-- Work instructions --
Starting at the line containing "the green lawn" and ending at the end of the entries, write those lines out again with "arched entrance" changed to "main gateway" and nothing else altered.

* BEGIN *

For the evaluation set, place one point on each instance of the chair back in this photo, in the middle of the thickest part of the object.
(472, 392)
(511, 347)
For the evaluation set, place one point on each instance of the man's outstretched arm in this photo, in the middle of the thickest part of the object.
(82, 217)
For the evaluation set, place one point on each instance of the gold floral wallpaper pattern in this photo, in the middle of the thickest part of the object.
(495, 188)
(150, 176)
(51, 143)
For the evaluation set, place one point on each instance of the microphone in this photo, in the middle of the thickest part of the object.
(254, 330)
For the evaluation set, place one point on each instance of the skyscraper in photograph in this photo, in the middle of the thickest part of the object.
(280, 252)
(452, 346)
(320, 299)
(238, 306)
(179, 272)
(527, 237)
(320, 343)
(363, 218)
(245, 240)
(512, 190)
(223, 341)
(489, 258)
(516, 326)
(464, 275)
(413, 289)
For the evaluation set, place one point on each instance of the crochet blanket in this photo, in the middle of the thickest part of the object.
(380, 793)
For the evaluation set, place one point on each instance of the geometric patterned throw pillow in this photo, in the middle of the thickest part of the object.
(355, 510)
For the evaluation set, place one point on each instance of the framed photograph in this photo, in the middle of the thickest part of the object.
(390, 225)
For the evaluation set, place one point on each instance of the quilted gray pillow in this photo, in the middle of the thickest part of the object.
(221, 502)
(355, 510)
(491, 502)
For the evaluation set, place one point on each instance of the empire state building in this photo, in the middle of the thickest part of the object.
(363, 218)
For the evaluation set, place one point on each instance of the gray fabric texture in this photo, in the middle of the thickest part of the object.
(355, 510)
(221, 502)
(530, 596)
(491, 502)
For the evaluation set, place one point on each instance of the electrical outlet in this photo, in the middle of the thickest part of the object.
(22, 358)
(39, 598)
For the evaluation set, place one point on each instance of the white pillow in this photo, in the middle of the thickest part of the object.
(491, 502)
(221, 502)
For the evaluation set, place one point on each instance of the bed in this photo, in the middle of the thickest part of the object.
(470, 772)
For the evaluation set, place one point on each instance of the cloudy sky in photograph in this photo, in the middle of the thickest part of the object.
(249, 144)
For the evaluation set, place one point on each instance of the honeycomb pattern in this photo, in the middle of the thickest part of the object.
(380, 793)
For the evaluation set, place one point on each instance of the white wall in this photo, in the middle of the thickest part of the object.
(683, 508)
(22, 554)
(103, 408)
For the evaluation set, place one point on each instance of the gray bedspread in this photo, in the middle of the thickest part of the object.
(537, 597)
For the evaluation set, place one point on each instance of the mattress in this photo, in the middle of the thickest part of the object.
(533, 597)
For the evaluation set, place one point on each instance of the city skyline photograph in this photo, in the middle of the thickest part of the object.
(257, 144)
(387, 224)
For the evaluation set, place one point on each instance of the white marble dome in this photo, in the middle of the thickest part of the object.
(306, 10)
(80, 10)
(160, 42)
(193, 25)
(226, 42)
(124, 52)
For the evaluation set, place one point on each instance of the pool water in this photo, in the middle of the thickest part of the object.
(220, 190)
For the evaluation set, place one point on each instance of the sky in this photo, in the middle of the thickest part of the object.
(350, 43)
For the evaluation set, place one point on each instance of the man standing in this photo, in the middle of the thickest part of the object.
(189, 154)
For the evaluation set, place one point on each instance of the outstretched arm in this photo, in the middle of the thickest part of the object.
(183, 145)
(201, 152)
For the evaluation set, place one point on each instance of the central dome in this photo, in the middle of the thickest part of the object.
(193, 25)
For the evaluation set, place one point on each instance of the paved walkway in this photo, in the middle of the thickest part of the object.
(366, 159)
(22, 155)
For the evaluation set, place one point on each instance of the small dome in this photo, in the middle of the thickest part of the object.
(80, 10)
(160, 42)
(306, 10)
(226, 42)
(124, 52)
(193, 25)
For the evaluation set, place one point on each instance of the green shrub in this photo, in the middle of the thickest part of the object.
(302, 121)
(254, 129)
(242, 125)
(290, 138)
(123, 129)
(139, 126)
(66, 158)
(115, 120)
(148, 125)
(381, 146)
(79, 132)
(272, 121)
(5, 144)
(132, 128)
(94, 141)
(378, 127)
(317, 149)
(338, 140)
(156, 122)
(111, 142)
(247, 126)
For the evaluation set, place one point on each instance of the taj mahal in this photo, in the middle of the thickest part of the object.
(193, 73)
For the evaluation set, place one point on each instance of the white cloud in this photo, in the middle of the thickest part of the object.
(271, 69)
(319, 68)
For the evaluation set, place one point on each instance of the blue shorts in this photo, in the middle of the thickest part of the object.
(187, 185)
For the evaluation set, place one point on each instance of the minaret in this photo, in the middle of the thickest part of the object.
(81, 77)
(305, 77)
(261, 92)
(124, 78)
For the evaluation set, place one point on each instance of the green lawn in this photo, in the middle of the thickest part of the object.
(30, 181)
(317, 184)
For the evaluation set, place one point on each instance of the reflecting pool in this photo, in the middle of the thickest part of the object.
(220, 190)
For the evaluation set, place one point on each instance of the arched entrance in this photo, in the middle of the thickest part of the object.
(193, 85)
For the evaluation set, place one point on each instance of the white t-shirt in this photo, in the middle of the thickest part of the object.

* END *

-- Expected answer --
For the evaluation set, place one point on each instance of the green lawn in this photo, in the middle of the thickest part of the object.
(30, 181)
(317, 184)
For the evaluation set, place one point on each instance of the reflecting pool in this photo, in the middle of the thickest part of the object.
(220, 190)
For the evaluation set, place one point on each instance of the main gateway in this photo, in the middle of the thickest part of the object.
(193, 85)
For the evaluation set, place one point on each instance of the white t-shirt in this photo, in the middle of the thickest part of the object.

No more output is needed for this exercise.